## Document excerpt
Jim Bob and Michelle Duggar granted an interview to Fox News Channel after a tabloid magazine released court records showing Duggar fondled five girls, including family members when he was a teenager.

WREG did some digging into mandatory reporting laws and learned that if this happened in Tennessee, the case would be playing out very differently.

“Parents are not mandatory reporters. The law lets parents do what they think is best for their child,” Jim Bob Duggar said flat out.

That might be surprising to hear, but Duggar was right.

He raised his family in Arkansas and the laws for reporting sexual abuse are much different than other states in the Mid-South.

In Tennessee and Mississippi, any adult with a suspicion a child is being abused is legally required to report it.

However in Arkansas there’s a laundry list of mandated reporters; dentists, law enforcement, shelter employees, physicians ministers, lawyers and foster parents.

But biological parents were not listed.

“Even in states where you are not a mandated reporter, it’s your moral obligation,” Virginia Stallworth, the Executive Director of the Memphis Child Advocacy Center  said.

Duggar and his reality show parents were put into the hot seat.

Illegally released police records showed he molested five girls, some of them his younger sisters, over the course of two years.

“It was after that third time he came to us is where we really felt like, you know what? We have done everything we can do as parents to handle this in-house we need to get help,” Duggar explained in the interview.

But some said Josh Duggar wasn’t the only one who needs help.

Child Advocacy Centers are focused on the victims and making sure they firmly understand what happened to them is not their fault.

“We can never forget that victims first and foremost need our special care and treatment,” Stallworth added.

Experts said if this happens in your family there’s no reason to be embarrassed, but the longer you wait, the worse it could get.

“Making a report is the only responsible answer,” Stallworth said.

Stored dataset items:
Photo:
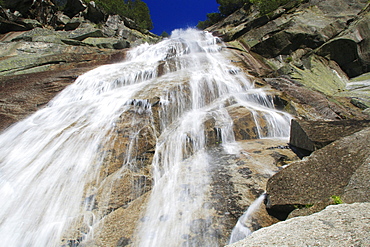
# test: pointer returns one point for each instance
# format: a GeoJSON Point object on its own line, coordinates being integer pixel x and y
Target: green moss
{"type": "Point", "coordinates": [320, 76]}
{"type": "Point", "coordinates": [336, 199]}
{"type": "Point", "coordinates": [299, 206]}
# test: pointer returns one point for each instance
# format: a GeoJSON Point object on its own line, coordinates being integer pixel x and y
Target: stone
{"type": "Point", "coordinates": [94, 13]}
{"type": "Point", "coordinates": [74, 7]}
{"type": "Point", "coordinates": [313, 135]}
{"type": "Point", "coordinates": [339, 225]}
{"type": "Point", "coordinates": [326, 172]}
{"type": "Point", "coordinates": [310, 104]}
{"type": "Point", "coordinates": [82, 33]}
{"type": "Point", "coordinates": [110, 43]}
{"type": "Point", "coordinates": [73, 24]}
{"type": "Point", "coordinates": [20, 5]}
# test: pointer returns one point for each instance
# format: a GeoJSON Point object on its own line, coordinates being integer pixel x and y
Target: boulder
{"type": "Point", "coordinates": [333, 170]}
{"type": "Point", "coordinates": [83, 33]}
{"type": "Point", "coordinates": [313, 135]}
{"type": "Point", "coordinates": [22, 6]}
{"type": "Point", "coordinates": [74, 7]}
{"type": "Point", "coordinates": [339, 225]}
{"type": "Point", "coordinates": [94, 13]}
{"type": "Point", "coordinates": [310, 104]}
{"type": "Point", "coordinates": [110, 43]}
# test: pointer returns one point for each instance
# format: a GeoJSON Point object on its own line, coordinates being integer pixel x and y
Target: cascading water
{"type": "Point", "coordinates": [241, 230]}
{"type": "Point", "coordinates": [51, 163]}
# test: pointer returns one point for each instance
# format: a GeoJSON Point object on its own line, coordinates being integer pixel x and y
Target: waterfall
{"type": "Point", "coordinates": [54, 163]}
{"type": "Point", "coordinates": [241, 230]}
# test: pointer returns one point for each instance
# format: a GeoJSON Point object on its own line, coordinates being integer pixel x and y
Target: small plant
{"type": "Point", "coordinates": [336, 199]}
{"type": "Point", "coordinates": [288, 59]}
{"type": "Point", "coordinates": [299, 206]}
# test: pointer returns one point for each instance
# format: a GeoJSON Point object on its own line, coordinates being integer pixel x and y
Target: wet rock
{"type": "Point", "coordinates": [83, 33]}
{"type": "Point", "coordinates": [310, 104]}
{"type": "Point", "coordinates": [73, 7]}
{"type": "Point", "coordinates": [346, 224]}
{"type": "Point", "coordinates": [110, 43]}
{"type": "Point", "coordinates": [236, 181]}
{"type": "Point", "coordinates": [313, 135]}
{"type": "Point", "coordinates": [94, 13]}
{"type": "Point", "coordinates": [327, 172]}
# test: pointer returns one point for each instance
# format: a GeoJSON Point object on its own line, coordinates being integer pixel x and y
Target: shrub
{"type": "Point", "coordinates": [336, 199]}
{"type": "Point", "coordinates": [136, 10]}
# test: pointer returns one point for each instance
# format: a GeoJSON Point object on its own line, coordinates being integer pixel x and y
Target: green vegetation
{"type": "Point", "coordinates": [298, 206]}
{"type": "Point", "coordinates": [337, 199]}
{"type": "Point", "coordinates": [136, 10]}
{"type": "Point", "coordinates": [228, 7]}
{"type": "Point", "coordinates": [267, 6]}
{"type": "Point", "coordinates": [164, 34]}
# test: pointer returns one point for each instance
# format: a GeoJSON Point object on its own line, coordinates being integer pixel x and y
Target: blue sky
{"type": "Point", "coordinates": [168, 15]}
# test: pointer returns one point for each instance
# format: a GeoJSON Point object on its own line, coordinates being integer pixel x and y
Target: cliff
{"type": "Point", "coordinates": [42, 55]}
{"type": "Point", "coordinates": [312, 60]}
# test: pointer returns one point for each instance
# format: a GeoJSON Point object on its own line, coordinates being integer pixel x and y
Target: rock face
{"type": "Point", "coordinates": [331, 171]}
{"type": "Point", "coordinates": [313, 135]}
{"type": "Point", "coordinates": [303, 43]}
{"type": "Point", "coordinates": [345, 224]}
{"type": "Point", "coordinates": [37, 62]}
{"type": "Point", "coordinates": [295, 54]}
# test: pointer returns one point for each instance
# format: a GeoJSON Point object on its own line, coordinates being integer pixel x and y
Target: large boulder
{"type": "Point", "coordinates": [339, 225]}
{"type": "Point", "coordinates": [73, 7]}
{"type": "Point", "coordinates": [313, 135]}
{"type": "Point", "coordinates": [338, 169]}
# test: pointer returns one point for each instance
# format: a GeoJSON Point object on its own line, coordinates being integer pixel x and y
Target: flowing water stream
{"type": "Point", "coordinates": [51, 161]}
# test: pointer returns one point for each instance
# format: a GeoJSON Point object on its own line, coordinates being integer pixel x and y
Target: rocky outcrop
{"type": "Point", "coordinates": [313, 135]}
{"type": "Point", "coordinates": [345, 225]}
{"type": "Point", "coordinates": [338, 169]}
{"type": "Point", "coordinates": [39, 58]}
{"type": "Point", "coordinates": [302, 45]}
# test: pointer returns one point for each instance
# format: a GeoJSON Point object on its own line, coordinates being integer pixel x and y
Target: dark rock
{"type": "Point", "coordinates": [337, 169]}
{"type": "Point", "coordinates": [22, 6]}
{"type": "Point", "coordinates": [313, 135]}
{"type": "Point", "coordinates": [94, 13]}
{"type": "Point", "coordinates": [110, 43]}
{"type": "Point", "coordinates": [73, 24]}
{"type": "Point", "coordinates": [83, 33]}
{"type": "Point", "coordinates": [74, 7]}
{"type": "Point", "coordinates": [339, 225]}
{"type": "Point", "coordinates": [310, 104]}
{"type": "Point", "coordinates": [22, 95]}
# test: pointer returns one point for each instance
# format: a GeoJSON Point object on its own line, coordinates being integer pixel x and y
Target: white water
{"type": "Point", "coordinates": [241, 229]}
{"type": "Point", "coordinates": [47, 160]}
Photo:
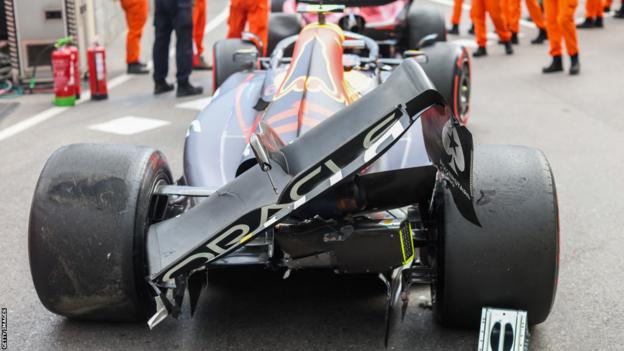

## Your instructions
Reproduce the part of the news article on mandatory reporting laws starting with "But biological parents" and going on through "of two years.".

## Exercise result
But biological parents were not listed.

“Even in states where you are not a mandated reporter, it’s your moral obligation,” Virginia Stallworth, the Executive Director of the Memphis Child Advocacy Center  said.

Duggar and his reality show parents were put into the hot seat.

Illegally released police records showed he molested five girls, some of them his younger sisters, over the course of two years.